===== Data to process =====

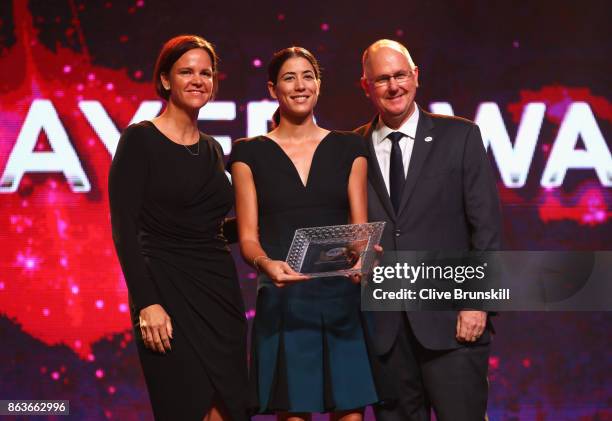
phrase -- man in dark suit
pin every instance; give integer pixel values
(430, 179)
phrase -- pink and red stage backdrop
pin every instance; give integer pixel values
(76, 73)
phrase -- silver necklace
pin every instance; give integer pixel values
(189, 149)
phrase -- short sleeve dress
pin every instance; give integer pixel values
(168, 203)
(308, 345)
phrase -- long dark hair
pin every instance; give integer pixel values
(279, 58)
(172, 50)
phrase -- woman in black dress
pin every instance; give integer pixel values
(168, 197)
(308, 352)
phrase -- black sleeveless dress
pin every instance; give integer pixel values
(167, 208)
(309, 350)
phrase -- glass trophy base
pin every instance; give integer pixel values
(335, 250)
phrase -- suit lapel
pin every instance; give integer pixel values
(374, 173)
(419, 154)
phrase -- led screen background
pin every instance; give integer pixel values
(535, 77)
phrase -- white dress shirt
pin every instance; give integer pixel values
(382, 144)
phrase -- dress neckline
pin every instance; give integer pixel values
(150, 123)
(295, 170)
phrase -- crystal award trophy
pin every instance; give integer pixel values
(335, 250)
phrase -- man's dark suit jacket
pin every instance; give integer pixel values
(449, 202)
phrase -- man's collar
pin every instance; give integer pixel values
(408, 128)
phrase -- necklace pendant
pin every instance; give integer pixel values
(192, 153)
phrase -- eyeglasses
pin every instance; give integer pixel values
(385, 80)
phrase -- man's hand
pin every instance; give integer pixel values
(470, 325)
(156, 328)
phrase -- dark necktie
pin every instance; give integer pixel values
(397, 176)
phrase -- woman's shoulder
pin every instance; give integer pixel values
(346, 139)
(137, 134)
(250, 144)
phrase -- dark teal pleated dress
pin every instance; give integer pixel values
(309, 352)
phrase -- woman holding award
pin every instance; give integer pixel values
(309, 352)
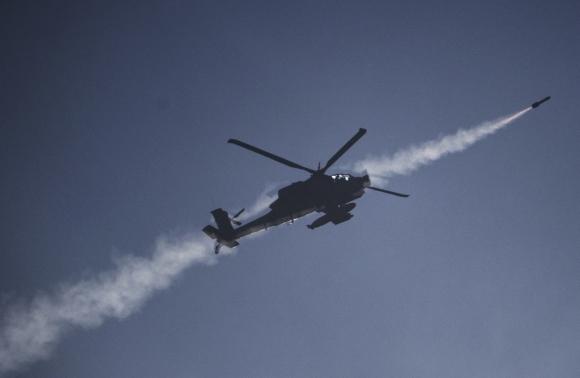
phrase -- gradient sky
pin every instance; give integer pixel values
(115, 117)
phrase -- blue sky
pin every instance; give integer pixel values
(115, 118)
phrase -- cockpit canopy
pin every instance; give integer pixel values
(341, 176)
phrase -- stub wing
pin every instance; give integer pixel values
(226, 235)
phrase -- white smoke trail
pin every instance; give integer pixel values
(30, 331)
(406, 161)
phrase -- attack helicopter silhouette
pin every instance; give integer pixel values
(328, 194)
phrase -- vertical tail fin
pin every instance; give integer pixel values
(224, 234)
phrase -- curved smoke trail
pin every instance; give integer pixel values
(30, 331)
(408, 160)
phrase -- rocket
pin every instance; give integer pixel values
(536, 104)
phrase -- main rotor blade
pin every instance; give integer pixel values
(388, 192)
(344, 148)
(271, 156)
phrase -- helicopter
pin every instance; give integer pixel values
(328, 194)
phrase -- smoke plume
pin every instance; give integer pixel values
(28, 332)
(408, 160)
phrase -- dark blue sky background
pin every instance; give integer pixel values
(115, 117)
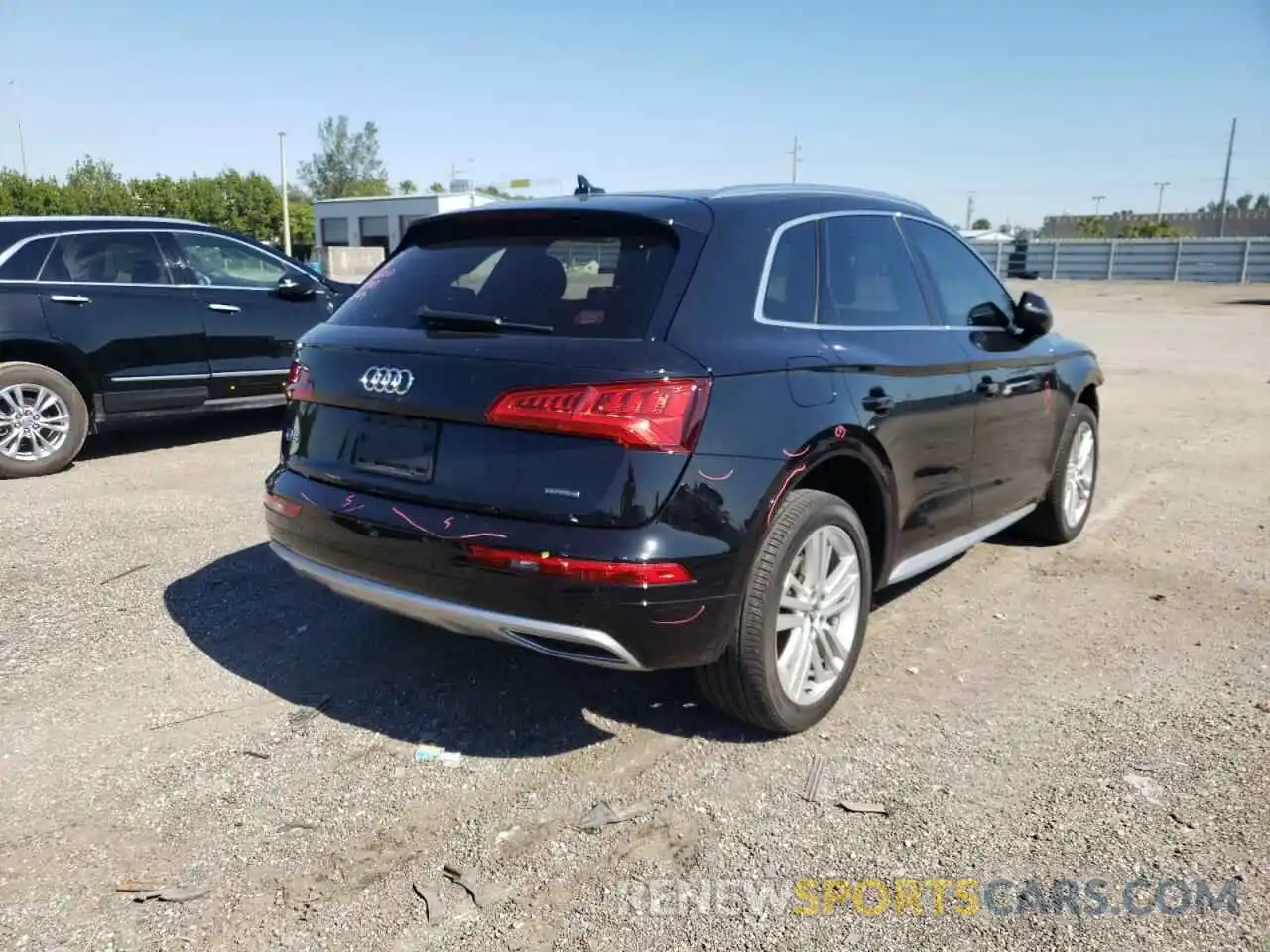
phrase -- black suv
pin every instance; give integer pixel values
(116, 320)
(671, 430)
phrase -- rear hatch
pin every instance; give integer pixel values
(509, 362)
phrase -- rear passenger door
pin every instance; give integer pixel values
(908, 379)
(109, 295)
(1014, 377)
(252, 330)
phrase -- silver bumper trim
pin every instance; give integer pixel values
(545, 638)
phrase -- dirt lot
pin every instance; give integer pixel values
(1093, 711)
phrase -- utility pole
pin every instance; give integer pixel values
(1225, 179)
(797, 158)
(286, 200)
(17, 112)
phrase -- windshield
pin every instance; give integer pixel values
(579, 278)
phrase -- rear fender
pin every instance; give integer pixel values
(60, 357)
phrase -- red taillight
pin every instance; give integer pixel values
(642, 574)
(665, 414)
(300, 382)
(282, 506)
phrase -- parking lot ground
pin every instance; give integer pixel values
(178, 708)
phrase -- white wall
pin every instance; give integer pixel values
(394, 208)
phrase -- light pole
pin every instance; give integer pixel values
(17, 112)
(286, 204)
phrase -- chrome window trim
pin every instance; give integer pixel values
(154, 377)
(153, 231)
(871, 329)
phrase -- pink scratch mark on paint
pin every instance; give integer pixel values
(436, 535)
(780, 493)
(413, 522)
(684, 621)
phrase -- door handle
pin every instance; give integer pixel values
(878, 402)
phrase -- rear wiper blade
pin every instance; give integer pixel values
(477, 322)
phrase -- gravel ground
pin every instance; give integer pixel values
(180, 710)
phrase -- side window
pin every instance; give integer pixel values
(218, 261)
(26, 262)
(961, 278)
(790, 295)
(867, 278)
(107, 258)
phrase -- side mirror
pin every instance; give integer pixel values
(294, 289)
(988, 316)
(1033, 316)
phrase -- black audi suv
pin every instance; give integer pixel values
(693, 429)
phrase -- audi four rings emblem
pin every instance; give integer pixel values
(388, 380)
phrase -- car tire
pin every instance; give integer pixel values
(1060, 518)
(21, 385)
(747, 680)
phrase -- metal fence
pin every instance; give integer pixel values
(1133, 259)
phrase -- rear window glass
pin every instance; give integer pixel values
(581, 276)
(24, 263)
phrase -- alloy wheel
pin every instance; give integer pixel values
(35, 421)
(1079, 479)
(818, 615)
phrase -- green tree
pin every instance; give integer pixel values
(347, 164)
(93, 186)
(23, 195)
(302, 212)
(1151, 229)
(1091, 226)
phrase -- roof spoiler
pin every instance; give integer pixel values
(585, 188)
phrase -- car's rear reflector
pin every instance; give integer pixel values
(665, 416)
(282, 506)
(640, 574)
(299, 384)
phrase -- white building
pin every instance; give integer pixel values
(380, 222)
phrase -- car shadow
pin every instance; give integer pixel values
(407, 680)
(167, 434)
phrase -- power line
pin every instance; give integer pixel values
(1225, 178)
(797, 159)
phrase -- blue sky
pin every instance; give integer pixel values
(1035, 107)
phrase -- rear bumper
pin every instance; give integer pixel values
(412, 561)
(568, 642)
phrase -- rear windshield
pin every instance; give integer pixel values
(584, 276)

=====

- What is expected -
The records above should be retyped in full and exactly; omit the pictures.

- Solution for this task -
phrase -- man in dark suit
pin every instance; give integer pixel values
(430, 179)
phrase -- pink and red stage backdrop
pin every instance; give integer pixel values
(76, 73)
phrase -- silver necklace
pin every instance; give integer pixel values
(189, 149)
phrase -- short sleeve dress
pin every instance; give integer pixel values
(168, 203)
(308, 345)
phrase -- long dark hair
pin every instance; give integer pixel values
(279, 58)
(172, 50)
phrase -- woman in black dress
pin every instance; give integer pixel values
(168, 197)
(308, 352)
phrase -- black sleeveless dress
pin every instance; give integer pixel values
(167, 208)
(309, 350)
phrase -- glass trophy base
pin every instance; give integer pixel values
(335, 250)
phrase -- suit lapel
pin every instance; give integer pixel values
(374, 173)
(419, 154)
phrase -- led screen background
pin every instance; give integer pixel values
(535, 77)
phrase -- white dress shirt
pin every instance; give integer pixel values
(382, 144)
phrase -- dress neckline
pin every instance; give integer pixel values
(150, 123)
(295, 170)
phrase -- crystal award trophy
pin every instance; give integer pixel values
(335, 250)
phrase -- man's dark suit jacket
pin every instance; give integer pixel values
(449, 202)
phrase -- man's collar
pin every instance; give integer pixel values
(408, 128)
phrase -- necklace pendant
pin every instance; give integer pixel values
(192, 153)
phrase -- eyeglasses
pin every instance; give integer pixel values
(385, 80)
phrase -- man's hand
pin every instance; give integer pixel values
(470, 325)
(156, 328)
phrase -- dark necktie
pin every instance; give integer pixel values
(397, 176)
phrase -- woman's shoulder
pin every instance; give integer pixel values
(346, 139)
(137, 134)
(250, 144)
phrase -- dark teal pleated dress
pin every instance; give integer pixel values
(309, 352)
phrase -- woman holding award
pin every instance; give integer pixel values
(309, 352)
phrase -- gradient sky
pin every instance; give integer pixel values
(115, 117)
phrase -- blue sky
pin every instance; give integer pixel values
(115, 118)
phrase -- cockpit canopy
pin every instance; give integer pixel values
(341, 176)
phrase -- stub wing
pin every instance; give integer pixel values
(226, 235)
phrase -- white smoke trail
pin every instance; give integer pixel values
(30, 331)
(406, 161)
phrase -- attack helicopter silhouette
pin every instance; give integer pixel values
(328, 194)
phrase -- vertical tail fin
pin every instance; give integer pixel values
(224, 234)
phrase -- curved smoke trail
pin every instance; give integer pixel values
(30, 331)
(408, 160)
phrase -- rocket
pin every instance; give integer pixel values
(536, 104)
phrase -- main rotor blade
pin every instance; give integer pixel values
(388, 192)
(344, 148)
(271, 156)
phrase -- helicopter
pin every instance; give integer pixel values
(328, 194)
phrase -- smoke plume
pin every instance; give integer pixel values
(28, 332)
(408, 160)
phrase -- dark blue sky background
pin every instance; give integer pixel values
(115, 117)
phrase -- black suv
pin every instance; give integer pixel values
(116, 320)
(671, 430)
phrase -- rear hatch
pin every instance; give integer pixel values
(509, 362)
phrase -- rear passenger door
pin every instance; give integer pixel values
(908, 379)
(109, 295)
(1014, 377)
(252, 330)
phrase -- silver bumper trim
pin every instance; give integer pixel values
(545, 638)
phrase -- dirt lot
pin every instance; give integer pixel values
(1093, 711)
phrase -- utility pole
pin every instance; give integer pixel values
(1225, 179)
(797, 158)
(286, 200)
(17, 112)
phrase -- windshield
pin every instance; give integer pixel values
(579, 278)
phrase -- rear fender
pin every instance; give integer pixel values
(60, 357)
phrase -- red taillight
pin every instance; give integer pixel values
(642, 574)
(665, 414)
(300, 382)
(282, 506)
phrase -- parking lot ground
pin every instance; give integer pixel values
(178, 708)
phrase -- white wall
pin every instance; give integer pixel values
(394, 208)
phrase -- light pole
pin every instance; give integer pixel values
(17, 112)
(286, 204)
phrase -- chrome window trim
pin every instance; give integer pixel values
(154, 377)
(153, 231)
(871, 329)
phrase -- pink scratch mark on paint
pin every instance; give integer pixel values
(436, 535)
(780, 493)
(413, 522)
(684, 621)
phrase -- door handle
pin every instance; give integer pixel values
(878, 402)
phrase -- rear wiper blade
pin every instance; give integer pixel values
(477, 322)
phrase -- gravel ground
pin every instance; give integer pixel values
(180, 710)
phrase -- side window
pin every instance; give integer pixel values
(218, 261)
(26, 262)
(961, 278)
(790, 295)
(867, 278)
(107, 258)
phrase -- side mirror
pin every instance; give integer pixel values
(294, 289)
(988, 316)
(1033, 316)
phrase -- black audi suv
pin every instance; give integer pixel values
(693, 429)
phrase -- audi four rings emblem
pin every instance; give integer pixel values
(388, 380)
phrase -- car tire
pin every instance; give integer pixel values
(1060, 518)
(21, 385)
(747, 680)
phrase -- metal fence
pin every instance; give integer pixel values
(1133, 259)
phrase -- rear window glass
pin every instance; give integer pixel values
(581, 276)
(24, 263)
phrase -- alloy wheel
pin every instance; give integer pixel values
(35, 421)
(1079, 479)
(818, 615)
phrase -- green tree
pin every instance; give integer pixel values
(347, 164)
(93, 186)
(23, 195)
(302, 212)
(1151, 229)
(1091, 226)
phrase -- roof spoiler
pin every instance; give integer pixel values
(585, 188)
phrase -- car's rear reflector
pin every instance; give integer pixel values
(665, 416)
(282, 506)
(640, 574)
(299, 384)
phrase -- white building
pin every instance; give integer pixel values
(380, 222)
phrase -- car shadow
pin every instance; give integer pixel values
(407, 680)
(167, 434)
phrase -- power line
pin every instance; give integer pixel values
(1225, 178)
(797, 159)
phrase -- blue sky
pin every instance; give integer pixel values
(1035, 107)
phrase -- rear bumper
pin every instance; give integer pixel values
(412, 561)
(568, 642)
phrase -- rear windshield
pin every instance; give integer pixel values
(584, 276)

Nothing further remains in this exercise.